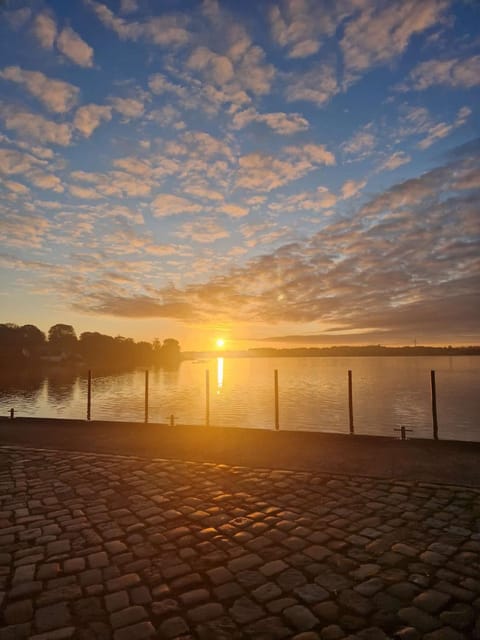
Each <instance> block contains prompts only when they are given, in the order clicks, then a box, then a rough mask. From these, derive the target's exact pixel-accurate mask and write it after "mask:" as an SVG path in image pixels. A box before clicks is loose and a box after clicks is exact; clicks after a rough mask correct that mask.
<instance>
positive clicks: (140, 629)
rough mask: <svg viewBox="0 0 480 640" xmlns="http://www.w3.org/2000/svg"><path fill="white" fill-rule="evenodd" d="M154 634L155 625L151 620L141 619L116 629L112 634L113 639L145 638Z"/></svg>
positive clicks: (153, 636) (153, 635) (129, 639)
mask: <svg viewBox="0 0 480 640" xmlns="http://www.w3.org/2000/svg"><path fill="white" fill-rule="evenodd" d="M154 635H155V627H154V626H153V625H152V623H151V622H148V621H143V622H138V623H137V624H133V625H131V626H130V627H123V628H122V629H117V630H116V631H115V633H114V635H113V637H114V640H145V639H146V638H153V637H154Z"/></svg>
++++++++++
■ **EXERCISE PROMPT**: Copy out the lines above word for word, omitting the picture.

■ **ANSWER BELOW**:
Each <instance> block contains prompts only when they are given, in the order clicks, then a box, then a rough mask. From these, derive the target's exact pixel-accurate mask and write it after "mask:" as an SVG path in image pixels. A box before clicks is loose and a box after clicks is exact; clicks after a rough mask correct that mask.
<instance>
positive clicks: (140, 629)
rough mask: <svg viewBox="0 0 480 640" xmlns="http://www.w3.org/2000/svg"><path fill="white" fill-rule="evenodd" d="M154 634L155 625L151 620L141 619L116 629L112 634L113 639L145 638Z"/></svg>
positive clicks: (153, 636) (153, 635) (129, 639)
mask: <svg viewBox="0 0 480 640" xmlns="http://www.w3.org/2000/svg"><path fill="white" fill-rule="evenodd" d="M154 635H155V627H154V626H153V625H152V623H151V622H148V621H143V622H138V623H137V624H133V625H131V626H130V627H123V628H122V629H117V630H116V631H115V633H114V635H113V637H114V640H145V639H146V638H153V637H154Z"/></svg>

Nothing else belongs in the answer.